TASK DIRECTIONS>
Format each line of the records below as one string in a JSON list, leaving out blank lines and the pictures.

DATA RECORDS>
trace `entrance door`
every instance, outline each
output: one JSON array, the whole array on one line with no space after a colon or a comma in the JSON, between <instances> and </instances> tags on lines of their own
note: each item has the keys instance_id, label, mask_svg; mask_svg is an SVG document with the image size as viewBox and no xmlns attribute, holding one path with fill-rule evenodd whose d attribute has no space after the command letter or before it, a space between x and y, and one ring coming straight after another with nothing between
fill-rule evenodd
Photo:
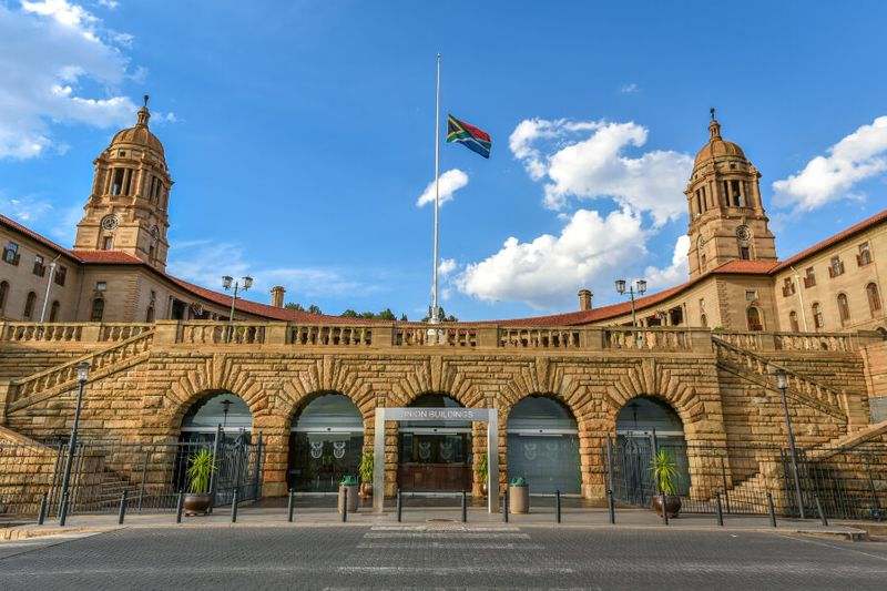
<instances>
[{"instance_id":1,"label":"entrance door","mask_svg":"<svg viewBox=\"0 0 887 591\"><path fill-rule=\"evenodd\" d=\"M400 431L397 480L412 492L471 490L471 430L411 428Z\"/></svg>"}]
</instances>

OUTPUT OF THE EXERCISE>
[
  "trace `entrance door`",
  "every instance, outline each",
  "output: one JSON array, the whole array on one line with no space after a colon or a comma in the JSON, between <instances> and </instances> tags on lines of their own",
  "note: each item has the keys instance_id, label, mask_svg; mask_svg is an SVG document with the image size as viewBox and no xmlns attribute, holding one path with fill-rule evenodd whose d attribute has no space after the command letter or before it, a space between x and y, and one ring coming straight after another with nothing between",
  "fill-rule evenodd",
  "Photo:",
  "<instances>",
  "[{\"instance_id\":1,\"label\":\"entrance door\",\"mask_svg\":\"<svg viewBox=\\\"0 0 887 591\\\"><path fill-rule=\\\"evenodd\\\" d=\\\"M400 431L397 480L412 492L471 490L471 430L411 428Z\\\"/></svg>\"}]",
  "</instances>"
]